_EXERCISES TO COMPLETE_.
A. From the Dremio planning-time thread, reproduce word for word the passage between "If you have" and "db folder database.", inclusive.
B. In the records, take the lines from the first one through the one holding "pixel 568 326", inclusive, and write them out again with "road sign" changed to "traffic sign" and nothing else altered. Give only those lines.

The Convert To Rel phase is taking 3,359 ms, the cluster has 10 or more spaces with 3 to 4 VDS per space. Similar query on a different cluster with less number of spaces and VDS gets completed in 300ms.
How do we reduce time take by Convert to Rel phase?
In general what are the best practices to reduce the time taken in planning phase.
@desi
I tried the cleanup, but that did not reduce the planning time.
@balaji.ramaswamy Sorry to tag you directly. But is there some document where I can understand about convert to rel and what impacts the performance of convert to rel.
The planning time for the same query on different clusters are different. The Kuberenetes pod sizing is same. One cluster has more spaces and VDS.
The query only uses two VDS.
Basically planning is reading the db metadata. Look in your dremio conf on master node where it is storing the db folder - ensure that access to it is fast from the cluster which is running it slow.
If you have two clusters each with master node, then check they both have their own unique db folder end-point, not shared. If it is shared, one of the coordinators will automatically become a stand-by as the master will lock the db folder database.
Either way, the problem is in the environment. As a test you can do this test, stop the cluster that is running planning fast. Take the 2 config files dremio conf and env and copy them to slow planning running master node, start it and test it. Ensure you only do select type operations, no not create anything. Ensure no one is connecting to your cluster also.
@Rakesh_Malugu
Please find the below profile.
The cluster with Dremio 4.0.5 takes less than a second to plan a simple select query.

_MATERIAL FOR THIS TASK_.
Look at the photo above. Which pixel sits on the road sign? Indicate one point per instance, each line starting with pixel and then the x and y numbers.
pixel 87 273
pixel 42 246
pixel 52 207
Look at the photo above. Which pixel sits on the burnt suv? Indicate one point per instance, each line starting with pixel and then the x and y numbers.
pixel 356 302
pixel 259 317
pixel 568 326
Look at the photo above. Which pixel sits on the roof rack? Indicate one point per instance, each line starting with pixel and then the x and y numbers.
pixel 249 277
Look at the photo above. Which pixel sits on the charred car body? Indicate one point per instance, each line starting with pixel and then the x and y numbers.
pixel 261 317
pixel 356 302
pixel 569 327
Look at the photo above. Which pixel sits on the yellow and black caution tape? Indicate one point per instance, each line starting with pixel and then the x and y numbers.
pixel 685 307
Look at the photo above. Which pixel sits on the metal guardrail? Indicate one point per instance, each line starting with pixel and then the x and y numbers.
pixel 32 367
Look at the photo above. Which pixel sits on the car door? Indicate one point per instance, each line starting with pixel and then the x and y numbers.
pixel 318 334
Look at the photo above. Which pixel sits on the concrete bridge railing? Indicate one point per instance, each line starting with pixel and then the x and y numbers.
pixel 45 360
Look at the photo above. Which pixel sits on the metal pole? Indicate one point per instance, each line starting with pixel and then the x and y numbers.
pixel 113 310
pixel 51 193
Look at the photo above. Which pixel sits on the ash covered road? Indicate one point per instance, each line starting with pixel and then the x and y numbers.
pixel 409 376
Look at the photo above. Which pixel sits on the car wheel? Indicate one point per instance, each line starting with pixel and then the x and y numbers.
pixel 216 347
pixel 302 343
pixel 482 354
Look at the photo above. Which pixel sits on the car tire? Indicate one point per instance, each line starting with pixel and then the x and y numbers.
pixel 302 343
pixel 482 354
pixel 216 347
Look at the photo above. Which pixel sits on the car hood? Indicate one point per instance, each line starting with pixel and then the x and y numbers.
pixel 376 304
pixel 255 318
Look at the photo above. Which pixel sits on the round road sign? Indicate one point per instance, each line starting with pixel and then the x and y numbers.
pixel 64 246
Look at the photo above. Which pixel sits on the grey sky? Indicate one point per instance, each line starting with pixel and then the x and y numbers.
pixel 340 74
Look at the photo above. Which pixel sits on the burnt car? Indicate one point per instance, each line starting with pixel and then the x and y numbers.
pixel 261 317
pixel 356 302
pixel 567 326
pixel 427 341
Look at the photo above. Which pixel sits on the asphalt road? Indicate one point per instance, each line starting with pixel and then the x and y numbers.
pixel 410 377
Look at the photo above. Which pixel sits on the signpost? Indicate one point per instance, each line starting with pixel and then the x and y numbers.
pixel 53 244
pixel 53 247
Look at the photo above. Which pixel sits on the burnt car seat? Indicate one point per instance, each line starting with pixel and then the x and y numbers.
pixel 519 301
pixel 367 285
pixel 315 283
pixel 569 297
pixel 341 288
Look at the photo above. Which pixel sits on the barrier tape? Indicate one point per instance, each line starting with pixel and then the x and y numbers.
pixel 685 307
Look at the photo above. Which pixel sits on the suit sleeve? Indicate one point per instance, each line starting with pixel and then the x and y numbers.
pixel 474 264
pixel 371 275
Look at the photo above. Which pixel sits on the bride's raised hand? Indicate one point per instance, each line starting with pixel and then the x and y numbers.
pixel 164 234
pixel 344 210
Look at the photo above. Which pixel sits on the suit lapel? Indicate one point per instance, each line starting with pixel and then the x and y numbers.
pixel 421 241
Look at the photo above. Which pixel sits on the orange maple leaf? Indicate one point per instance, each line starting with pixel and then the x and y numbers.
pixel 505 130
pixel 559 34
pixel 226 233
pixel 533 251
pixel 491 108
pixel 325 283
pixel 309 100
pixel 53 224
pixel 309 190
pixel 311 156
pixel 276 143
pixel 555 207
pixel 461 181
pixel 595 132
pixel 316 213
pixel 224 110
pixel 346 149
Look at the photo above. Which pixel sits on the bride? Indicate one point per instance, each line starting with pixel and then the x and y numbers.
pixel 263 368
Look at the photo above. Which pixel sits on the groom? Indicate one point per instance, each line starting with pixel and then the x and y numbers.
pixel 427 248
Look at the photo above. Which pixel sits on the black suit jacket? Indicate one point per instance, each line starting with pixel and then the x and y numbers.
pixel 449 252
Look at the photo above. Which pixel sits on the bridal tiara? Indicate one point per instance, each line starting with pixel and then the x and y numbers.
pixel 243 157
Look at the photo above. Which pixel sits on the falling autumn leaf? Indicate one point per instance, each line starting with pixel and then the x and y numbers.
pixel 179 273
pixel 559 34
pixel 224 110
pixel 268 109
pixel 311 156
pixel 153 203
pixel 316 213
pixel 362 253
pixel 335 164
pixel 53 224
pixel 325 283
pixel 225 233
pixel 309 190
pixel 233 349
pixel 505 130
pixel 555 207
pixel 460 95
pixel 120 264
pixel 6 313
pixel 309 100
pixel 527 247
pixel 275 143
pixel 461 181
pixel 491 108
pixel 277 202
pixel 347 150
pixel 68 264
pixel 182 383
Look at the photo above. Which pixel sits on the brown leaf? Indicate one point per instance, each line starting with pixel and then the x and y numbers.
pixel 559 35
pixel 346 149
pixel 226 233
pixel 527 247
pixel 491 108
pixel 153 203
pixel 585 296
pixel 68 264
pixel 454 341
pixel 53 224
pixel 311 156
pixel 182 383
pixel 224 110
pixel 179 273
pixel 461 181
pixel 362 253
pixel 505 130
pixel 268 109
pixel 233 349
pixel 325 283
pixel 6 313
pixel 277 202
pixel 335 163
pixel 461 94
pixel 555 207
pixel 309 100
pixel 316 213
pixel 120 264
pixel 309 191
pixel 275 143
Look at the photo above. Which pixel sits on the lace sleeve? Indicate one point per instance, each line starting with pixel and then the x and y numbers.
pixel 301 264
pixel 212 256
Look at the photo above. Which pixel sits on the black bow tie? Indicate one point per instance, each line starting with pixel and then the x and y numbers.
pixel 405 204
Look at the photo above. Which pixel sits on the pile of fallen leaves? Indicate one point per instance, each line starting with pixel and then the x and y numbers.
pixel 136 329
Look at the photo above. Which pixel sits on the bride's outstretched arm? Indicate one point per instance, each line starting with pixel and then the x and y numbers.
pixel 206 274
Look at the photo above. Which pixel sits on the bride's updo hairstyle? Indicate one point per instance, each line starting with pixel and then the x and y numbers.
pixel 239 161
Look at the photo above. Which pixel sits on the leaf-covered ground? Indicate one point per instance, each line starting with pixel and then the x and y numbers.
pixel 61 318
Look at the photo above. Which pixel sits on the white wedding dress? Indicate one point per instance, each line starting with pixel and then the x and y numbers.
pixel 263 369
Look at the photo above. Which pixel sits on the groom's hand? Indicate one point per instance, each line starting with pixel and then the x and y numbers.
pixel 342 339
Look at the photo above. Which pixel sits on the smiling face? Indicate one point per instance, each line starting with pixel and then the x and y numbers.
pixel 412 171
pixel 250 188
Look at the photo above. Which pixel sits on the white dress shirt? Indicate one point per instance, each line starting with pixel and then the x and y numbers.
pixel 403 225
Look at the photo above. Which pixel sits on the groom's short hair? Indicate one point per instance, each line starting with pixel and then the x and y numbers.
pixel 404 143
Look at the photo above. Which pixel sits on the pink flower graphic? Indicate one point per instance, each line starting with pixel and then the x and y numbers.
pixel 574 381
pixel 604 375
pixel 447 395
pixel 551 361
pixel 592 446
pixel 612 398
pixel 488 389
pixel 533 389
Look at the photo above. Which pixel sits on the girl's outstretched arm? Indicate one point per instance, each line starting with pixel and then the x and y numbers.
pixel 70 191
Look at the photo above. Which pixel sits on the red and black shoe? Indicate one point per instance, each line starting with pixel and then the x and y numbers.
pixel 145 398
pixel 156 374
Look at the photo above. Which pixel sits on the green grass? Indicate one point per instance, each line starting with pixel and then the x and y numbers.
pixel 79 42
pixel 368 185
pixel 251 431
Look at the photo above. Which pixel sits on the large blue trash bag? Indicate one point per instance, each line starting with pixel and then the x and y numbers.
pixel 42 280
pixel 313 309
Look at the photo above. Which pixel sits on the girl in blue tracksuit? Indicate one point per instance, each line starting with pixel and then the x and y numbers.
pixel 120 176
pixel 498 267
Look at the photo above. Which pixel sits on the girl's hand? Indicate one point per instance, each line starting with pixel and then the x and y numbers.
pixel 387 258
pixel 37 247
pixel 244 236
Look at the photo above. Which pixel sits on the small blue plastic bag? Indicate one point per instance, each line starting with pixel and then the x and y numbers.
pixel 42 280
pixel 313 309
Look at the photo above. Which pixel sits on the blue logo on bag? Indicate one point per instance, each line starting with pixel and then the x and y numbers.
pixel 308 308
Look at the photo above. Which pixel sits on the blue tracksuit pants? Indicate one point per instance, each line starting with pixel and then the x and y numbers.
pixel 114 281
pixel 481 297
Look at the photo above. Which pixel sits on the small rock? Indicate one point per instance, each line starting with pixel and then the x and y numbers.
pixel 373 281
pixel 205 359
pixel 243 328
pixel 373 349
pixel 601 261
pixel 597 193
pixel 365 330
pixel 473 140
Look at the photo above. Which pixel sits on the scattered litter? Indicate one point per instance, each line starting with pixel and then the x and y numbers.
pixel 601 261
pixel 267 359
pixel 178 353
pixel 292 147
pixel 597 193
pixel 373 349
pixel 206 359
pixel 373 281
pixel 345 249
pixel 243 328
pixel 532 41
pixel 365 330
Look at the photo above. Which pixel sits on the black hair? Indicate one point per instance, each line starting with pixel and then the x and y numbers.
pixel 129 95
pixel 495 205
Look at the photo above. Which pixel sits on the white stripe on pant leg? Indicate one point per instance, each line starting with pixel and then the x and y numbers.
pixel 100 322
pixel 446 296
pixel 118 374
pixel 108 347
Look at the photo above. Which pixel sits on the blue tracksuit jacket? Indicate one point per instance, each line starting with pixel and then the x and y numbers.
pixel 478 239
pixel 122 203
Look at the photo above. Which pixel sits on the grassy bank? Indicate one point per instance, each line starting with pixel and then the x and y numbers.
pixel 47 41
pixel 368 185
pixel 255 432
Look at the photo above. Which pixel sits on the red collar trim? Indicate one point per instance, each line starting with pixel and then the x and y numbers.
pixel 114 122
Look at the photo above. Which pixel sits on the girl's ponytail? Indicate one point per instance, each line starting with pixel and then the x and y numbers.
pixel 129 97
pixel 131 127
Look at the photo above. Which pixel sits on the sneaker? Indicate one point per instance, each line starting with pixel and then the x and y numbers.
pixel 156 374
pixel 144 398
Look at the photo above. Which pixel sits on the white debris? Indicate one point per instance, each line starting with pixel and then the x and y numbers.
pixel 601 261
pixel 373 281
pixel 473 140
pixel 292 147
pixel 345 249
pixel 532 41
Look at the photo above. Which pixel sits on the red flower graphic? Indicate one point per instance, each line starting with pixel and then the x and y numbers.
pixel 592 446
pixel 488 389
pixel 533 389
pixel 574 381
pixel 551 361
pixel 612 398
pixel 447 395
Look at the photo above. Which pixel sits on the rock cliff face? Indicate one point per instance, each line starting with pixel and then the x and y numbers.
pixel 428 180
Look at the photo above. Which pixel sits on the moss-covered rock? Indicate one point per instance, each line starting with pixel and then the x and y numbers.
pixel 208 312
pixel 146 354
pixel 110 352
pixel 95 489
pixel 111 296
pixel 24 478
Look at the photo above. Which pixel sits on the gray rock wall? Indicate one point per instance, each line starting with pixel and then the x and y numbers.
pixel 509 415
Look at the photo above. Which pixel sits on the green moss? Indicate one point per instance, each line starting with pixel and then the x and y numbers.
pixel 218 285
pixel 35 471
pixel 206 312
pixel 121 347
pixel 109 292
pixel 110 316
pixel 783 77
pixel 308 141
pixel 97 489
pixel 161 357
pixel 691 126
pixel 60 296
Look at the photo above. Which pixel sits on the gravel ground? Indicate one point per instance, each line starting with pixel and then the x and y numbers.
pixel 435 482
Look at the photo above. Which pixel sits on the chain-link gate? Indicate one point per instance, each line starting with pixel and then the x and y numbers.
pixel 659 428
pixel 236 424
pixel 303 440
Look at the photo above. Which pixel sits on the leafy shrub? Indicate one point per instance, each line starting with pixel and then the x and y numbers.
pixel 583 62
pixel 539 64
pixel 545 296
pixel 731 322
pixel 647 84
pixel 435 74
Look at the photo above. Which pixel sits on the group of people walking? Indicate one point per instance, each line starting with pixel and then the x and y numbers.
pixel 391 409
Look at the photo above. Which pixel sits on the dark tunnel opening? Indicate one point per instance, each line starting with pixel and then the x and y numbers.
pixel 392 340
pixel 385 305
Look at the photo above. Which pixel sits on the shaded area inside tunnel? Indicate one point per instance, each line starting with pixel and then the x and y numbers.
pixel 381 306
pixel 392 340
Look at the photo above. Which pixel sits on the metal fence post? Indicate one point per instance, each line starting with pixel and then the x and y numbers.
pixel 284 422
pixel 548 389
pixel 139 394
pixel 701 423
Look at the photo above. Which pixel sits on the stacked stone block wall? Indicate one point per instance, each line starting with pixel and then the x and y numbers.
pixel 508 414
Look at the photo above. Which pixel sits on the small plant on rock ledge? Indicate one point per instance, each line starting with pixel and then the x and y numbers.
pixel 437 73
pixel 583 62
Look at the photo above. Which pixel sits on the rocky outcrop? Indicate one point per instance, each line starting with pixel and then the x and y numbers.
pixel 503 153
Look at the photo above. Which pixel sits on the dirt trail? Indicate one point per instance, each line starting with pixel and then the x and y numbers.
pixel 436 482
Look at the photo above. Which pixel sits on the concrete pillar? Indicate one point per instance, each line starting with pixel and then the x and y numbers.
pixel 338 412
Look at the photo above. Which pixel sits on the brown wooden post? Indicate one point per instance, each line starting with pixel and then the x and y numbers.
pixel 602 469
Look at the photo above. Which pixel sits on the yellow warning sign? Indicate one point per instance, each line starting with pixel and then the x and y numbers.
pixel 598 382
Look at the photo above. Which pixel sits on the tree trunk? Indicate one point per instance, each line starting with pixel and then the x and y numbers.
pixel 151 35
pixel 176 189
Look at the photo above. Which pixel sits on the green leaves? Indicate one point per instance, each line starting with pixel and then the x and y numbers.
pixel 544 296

_RESPONSES IN ORDER_.
A.
If you have two clusters each with master node, then check they both have their own unique db folder end-point, not shared. If it is shared, one of the coordinators will automatically become a stand-by as the master will lock the db folder database.

B.
Look at the photo above. Which pixel sits on the traffic sign? Indicate one point per instance, each line starting with pixel and then the x and y numbers.
pixel 87 273
pixel 42 246
pixel 52 207
Look at the photo above. Which pixel sits on the burnt suv? Indicate one point per instance, each line starting with pixel and then the x and y numbers.
pixel 356 302
pixel 259 317
pixel 568 326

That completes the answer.